▶ **EXERCISE DIRECTIONS**
Copy all of the data below verbatim, line for line, but omit the pictures.

Labeled point records
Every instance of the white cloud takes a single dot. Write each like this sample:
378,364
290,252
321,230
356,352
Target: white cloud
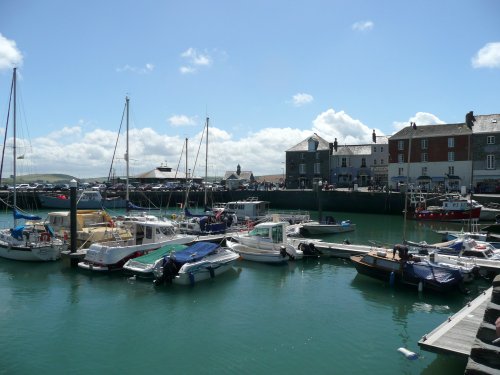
488,56
301,99
148,68
194,60
187,70
420,118
362,26
182,120
330,125
261,152
10,56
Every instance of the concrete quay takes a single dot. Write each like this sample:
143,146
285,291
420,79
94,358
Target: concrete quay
339,200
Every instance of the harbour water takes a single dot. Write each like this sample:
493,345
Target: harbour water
314,316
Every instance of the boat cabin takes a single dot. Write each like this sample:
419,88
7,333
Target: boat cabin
249,209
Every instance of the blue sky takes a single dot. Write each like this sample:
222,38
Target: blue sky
267,73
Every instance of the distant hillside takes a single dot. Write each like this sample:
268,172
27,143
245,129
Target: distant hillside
41,178
64,179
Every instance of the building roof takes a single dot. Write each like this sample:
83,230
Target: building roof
486,124
304,145
354,150
232,175
424,131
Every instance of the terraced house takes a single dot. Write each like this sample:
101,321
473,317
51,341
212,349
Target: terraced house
450,157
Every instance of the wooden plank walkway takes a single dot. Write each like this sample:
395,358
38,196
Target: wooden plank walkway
457,334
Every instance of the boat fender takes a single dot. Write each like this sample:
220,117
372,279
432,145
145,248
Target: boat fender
408,354
392,278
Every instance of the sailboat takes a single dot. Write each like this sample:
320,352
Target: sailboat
208,223
147,235
26,242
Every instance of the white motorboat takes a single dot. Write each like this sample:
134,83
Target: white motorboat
266,242
327,227
26,242
198,262
146,236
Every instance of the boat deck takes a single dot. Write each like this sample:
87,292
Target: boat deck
457,334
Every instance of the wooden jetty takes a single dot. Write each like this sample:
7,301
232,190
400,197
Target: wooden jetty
457,334
471,333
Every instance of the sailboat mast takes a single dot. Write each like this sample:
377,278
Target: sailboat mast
126,155
186,179
206,167
14,144
407,181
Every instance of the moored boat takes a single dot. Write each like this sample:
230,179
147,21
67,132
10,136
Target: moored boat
405,269
147,236
327,227
143,266
266,242
452,209
26,242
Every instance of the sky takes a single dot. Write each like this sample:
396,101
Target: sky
268,74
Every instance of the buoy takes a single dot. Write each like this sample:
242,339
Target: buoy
408,354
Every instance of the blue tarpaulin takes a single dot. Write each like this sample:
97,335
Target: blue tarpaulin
194,252
20,215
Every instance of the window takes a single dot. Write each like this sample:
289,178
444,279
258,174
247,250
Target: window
317,168
490,161
302,168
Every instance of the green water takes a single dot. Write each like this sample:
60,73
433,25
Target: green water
313,316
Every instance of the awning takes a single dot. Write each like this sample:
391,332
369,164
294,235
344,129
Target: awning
398,178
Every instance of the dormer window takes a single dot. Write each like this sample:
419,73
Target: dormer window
312,145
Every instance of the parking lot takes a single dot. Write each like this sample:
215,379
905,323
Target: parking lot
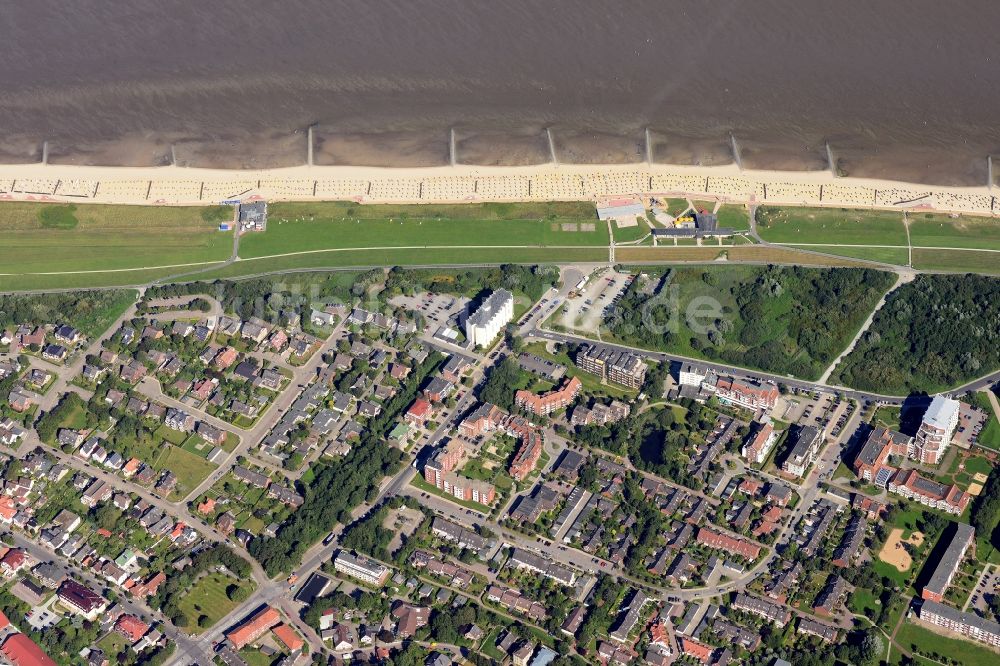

▶ **FINAL RESULT**
Every instance of the white cloud takes a single dot. Write each like this sample:
378,364
290,252
321,230
356,352
Target: white cloud
488,56
301,99
148,68
194,60
187,70
420,118
362,26
182,120
330,125
261,152
10,56
Every instance of the concrete quay takes a single dot. Write each like this sample:
143,146
285,291
420,79
94,358
Target: concrete quay
339,200
Every instance of the harbour water takes a single dot. Write each like this sample:
493,345
Target: harbour water
314,316
Every instance of the boat cabin takes a single dot. Write each like this sample:
419,88
7,333
Target: boat cabin
249,209
Every instance of the blue sky takes a single dot. Write each like this sample:
222,38
Target: blue sky
267,73
Every instance of the distant hillside takes a single dot. Write each like this sample:
268,172
27,143
245,129
Target: distant hillside
41,178
64,179
Every instance of the building roof takes a single dot. Write each like this sample:
83,230
Target: building roof
486,124
304,145
354,150
232,175
424,131
Every instance of the terraced house takes a single dot. Write each like this sample:
101,321
473,317
51,341
212,349
Target: terraced house
450,157
Every instance of the wooden plank walkway takes a single dot. Write each like this sample:
395,358
38,196
Target: wooden plank walkway
457,334
Every instance of the boat fender takes a single dot. Write each like this sample:
220,117
372,279
432,145
145,248
Target: boat fender
408,354
392,278
Every instance of the sailboat takes a single dot. Write each like this sample:
320,352
Target: sailboat
208,223
147,235
26,242
Every instance of the white motorboat takes a single dot. Write each like this sample:
134,83
Target: white motorboat
266,242
327,227
26,242
198,262
146,236
Every instance of the boat deck takes a single dot. Write each like this sample:
87,292
Target: boat deck
457,334
Every instance of the wooden jetty takes a single dot. Write each like this sample:
7,301
232,190
400,197
Target: wooden jetty
457,334
471,333
Every instance of the sailboat mast takes a single dot. Write each like this sample:
377,278
Target: sailboat mast
126,155
186,179
206,167
14,144
407,181
Every instance of the moored boat takes a single dot. Write each like this sample:
230,179
147,21
67,132
10,136
Target: moored boat
405,269
147,236
327,227
143,266
266,242
452,209
26,242
Every instance of the sky takes a single dot. Write each like this sample:
396,101
Target: sky
268,74
Every instance of the buoy takes a single dot. Write each like this sample:
242,339
Target: buoy
408,354
Every instance of the blue tarpaulin takes a single dot. Write each like this sample:
97,335
Target: blue tarpaulin
194,252
20,215
Every instance of the window takes a single dot. Write each like this sample:
289,178
444,279
258,174
247,250
Target: window
317,168
490,161
302,168
Every instance of the green water takes a single dot. Write each like this sample:
60,73
433,25
Target: green water
313,316
Every instance of the awning takes a single dot. Write each like this sample:
391,332
369,164
294,235
344,129
Target: awning
398,178
Every instance of the dormer window takes a single dot. Write each like this sample:
419,73
Target: dormer window
312,145
Every instance of the parking lot takes a single dot. Write each like this sample:
215,379
905,323
Target: parking lot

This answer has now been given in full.